▸ Given task
Gather every line below that contains the string "step" and copy each one in full. Letter case matters.

▸ Data extract
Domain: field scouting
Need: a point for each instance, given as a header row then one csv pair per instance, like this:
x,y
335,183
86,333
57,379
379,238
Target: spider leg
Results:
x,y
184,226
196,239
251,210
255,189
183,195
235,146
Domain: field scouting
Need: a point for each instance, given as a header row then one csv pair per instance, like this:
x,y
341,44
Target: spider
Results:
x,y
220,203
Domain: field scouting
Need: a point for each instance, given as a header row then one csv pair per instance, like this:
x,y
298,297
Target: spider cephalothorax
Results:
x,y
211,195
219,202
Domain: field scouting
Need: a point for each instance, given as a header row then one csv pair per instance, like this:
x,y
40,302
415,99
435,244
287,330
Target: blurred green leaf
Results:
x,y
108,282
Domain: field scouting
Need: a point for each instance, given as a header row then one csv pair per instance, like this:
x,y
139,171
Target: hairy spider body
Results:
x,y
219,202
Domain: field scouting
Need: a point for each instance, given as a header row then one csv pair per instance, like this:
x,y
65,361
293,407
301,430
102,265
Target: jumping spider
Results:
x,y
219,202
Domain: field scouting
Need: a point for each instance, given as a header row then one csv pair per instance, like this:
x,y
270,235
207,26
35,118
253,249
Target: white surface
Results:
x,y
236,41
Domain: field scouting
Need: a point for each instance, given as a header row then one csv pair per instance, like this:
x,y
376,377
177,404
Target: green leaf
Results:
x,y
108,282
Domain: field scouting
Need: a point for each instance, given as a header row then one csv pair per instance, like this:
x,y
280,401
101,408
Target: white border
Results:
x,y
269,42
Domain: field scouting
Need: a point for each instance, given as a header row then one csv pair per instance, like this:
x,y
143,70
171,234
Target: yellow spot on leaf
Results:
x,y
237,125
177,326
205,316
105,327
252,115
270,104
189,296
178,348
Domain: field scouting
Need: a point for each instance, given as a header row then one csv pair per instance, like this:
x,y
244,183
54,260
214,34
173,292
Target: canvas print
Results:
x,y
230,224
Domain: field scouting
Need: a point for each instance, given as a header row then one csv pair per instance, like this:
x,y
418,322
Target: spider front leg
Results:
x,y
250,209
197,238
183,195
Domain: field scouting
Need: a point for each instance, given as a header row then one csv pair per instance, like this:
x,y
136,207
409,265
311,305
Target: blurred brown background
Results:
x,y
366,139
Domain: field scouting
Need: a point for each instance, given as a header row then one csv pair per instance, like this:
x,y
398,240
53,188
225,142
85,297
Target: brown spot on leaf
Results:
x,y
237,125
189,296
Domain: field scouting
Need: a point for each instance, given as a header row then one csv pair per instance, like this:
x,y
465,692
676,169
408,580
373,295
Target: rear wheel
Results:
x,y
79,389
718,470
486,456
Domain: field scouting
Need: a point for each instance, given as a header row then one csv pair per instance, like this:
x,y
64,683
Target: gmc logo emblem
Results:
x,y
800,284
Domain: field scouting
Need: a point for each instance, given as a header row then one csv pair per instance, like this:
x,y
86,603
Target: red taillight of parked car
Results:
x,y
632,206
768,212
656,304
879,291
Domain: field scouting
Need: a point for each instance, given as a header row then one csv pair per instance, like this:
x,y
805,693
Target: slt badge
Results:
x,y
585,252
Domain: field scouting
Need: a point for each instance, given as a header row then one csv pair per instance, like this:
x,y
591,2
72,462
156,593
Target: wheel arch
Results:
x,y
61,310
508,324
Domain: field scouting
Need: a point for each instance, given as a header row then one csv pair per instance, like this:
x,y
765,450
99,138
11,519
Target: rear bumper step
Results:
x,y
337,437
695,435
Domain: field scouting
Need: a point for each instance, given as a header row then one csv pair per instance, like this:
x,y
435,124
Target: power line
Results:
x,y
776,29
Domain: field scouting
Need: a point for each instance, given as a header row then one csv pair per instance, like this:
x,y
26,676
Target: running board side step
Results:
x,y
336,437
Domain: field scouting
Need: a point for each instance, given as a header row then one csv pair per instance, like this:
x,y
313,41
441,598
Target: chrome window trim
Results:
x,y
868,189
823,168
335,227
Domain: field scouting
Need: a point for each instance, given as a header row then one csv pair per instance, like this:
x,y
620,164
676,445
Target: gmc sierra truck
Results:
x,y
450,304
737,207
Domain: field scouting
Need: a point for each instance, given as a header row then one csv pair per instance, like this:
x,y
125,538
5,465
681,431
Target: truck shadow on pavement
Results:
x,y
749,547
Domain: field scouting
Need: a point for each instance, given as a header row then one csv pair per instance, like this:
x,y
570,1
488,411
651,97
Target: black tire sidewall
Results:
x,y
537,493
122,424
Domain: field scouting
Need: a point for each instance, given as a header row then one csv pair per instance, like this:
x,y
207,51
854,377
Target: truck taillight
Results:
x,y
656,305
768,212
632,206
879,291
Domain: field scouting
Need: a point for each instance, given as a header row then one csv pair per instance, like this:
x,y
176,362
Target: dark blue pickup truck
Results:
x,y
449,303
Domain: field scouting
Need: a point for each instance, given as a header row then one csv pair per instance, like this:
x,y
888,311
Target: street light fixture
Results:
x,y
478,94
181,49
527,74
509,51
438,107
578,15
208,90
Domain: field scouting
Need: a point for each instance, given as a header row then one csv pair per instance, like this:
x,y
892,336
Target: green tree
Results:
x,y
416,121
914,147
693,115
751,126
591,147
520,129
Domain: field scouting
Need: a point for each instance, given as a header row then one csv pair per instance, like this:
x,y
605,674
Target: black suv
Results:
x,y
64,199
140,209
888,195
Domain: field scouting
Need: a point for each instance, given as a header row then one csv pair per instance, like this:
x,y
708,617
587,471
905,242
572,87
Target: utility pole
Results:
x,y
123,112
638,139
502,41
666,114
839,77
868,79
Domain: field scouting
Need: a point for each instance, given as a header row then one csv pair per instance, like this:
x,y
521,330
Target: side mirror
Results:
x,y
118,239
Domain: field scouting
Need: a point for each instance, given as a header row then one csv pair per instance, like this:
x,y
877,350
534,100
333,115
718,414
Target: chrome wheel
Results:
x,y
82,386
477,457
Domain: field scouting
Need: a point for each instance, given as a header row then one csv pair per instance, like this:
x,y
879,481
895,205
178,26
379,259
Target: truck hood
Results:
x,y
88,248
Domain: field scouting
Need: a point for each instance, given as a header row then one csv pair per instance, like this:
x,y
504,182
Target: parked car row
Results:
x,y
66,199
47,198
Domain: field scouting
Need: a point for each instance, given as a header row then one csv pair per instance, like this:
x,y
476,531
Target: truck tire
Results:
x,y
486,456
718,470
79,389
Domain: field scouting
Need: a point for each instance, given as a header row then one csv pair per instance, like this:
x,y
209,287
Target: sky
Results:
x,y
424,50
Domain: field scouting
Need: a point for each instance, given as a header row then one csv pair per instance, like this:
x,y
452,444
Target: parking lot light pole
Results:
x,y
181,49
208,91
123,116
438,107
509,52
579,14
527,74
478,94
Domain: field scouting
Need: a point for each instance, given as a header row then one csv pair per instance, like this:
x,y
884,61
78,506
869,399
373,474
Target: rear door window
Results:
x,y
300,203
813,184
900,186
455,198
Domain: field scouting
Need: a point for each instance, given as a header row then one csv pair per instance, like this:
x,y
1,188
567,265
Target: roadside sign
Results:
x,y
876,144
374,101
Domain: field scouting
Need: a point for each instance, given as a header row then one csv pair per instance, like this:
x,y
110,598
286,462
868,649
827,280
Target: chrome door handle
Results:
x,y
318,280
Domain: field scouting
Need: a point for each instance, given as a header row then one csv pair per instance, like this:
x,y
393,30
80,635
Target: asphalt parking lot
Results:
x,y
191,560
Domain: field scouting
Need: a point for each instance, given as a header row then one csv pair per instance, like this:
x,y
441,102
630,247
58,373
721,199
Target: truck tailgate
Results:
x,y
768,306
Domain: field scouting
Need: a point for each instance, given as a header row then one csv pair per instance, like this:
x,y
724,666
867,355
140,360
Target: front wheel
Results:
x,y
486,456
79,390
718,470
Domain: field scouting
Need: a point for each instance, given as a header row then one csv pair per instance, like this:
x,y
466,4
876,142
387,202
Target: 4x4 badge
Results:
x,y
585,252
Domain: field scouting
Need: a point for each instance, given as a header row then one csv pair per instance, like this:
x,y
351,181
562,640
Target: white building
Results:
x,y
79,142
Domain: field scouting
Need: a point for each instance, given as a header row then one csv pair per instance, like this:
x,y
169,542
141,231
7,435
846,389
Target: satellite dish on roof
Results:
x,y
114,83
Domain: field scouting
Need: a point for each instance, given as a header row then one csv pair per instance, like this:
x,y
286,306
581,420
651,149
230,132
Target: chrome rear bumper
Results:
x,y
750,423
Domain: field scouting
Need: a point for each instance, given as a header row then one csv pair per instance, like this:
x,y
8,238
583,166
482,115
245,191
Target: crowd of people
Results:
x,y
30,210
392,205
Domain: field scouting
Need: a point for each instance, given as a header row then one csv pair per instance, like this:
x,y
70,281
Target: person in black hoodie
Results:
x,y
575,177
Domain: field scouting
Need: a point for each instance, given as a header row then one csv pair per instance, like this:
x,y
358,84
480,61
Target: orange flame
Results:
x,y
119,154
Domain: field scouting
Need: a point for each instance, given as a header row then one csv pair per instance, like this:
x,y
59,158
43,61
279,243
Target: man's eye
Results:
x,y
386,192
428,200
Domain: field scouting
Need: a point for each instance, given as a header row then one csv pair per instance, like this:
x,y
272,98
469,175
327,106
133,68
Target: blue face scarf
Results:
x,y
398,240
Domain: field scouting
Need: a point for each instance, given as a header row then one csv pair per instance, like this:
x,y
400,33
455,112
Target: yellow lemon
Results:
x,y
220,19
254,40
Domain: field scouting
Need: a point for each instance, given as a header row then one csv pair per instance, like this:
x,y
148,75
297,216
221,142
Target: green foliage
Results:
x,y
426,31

▸ Output below
Target: rear bumper step
Target: running board side step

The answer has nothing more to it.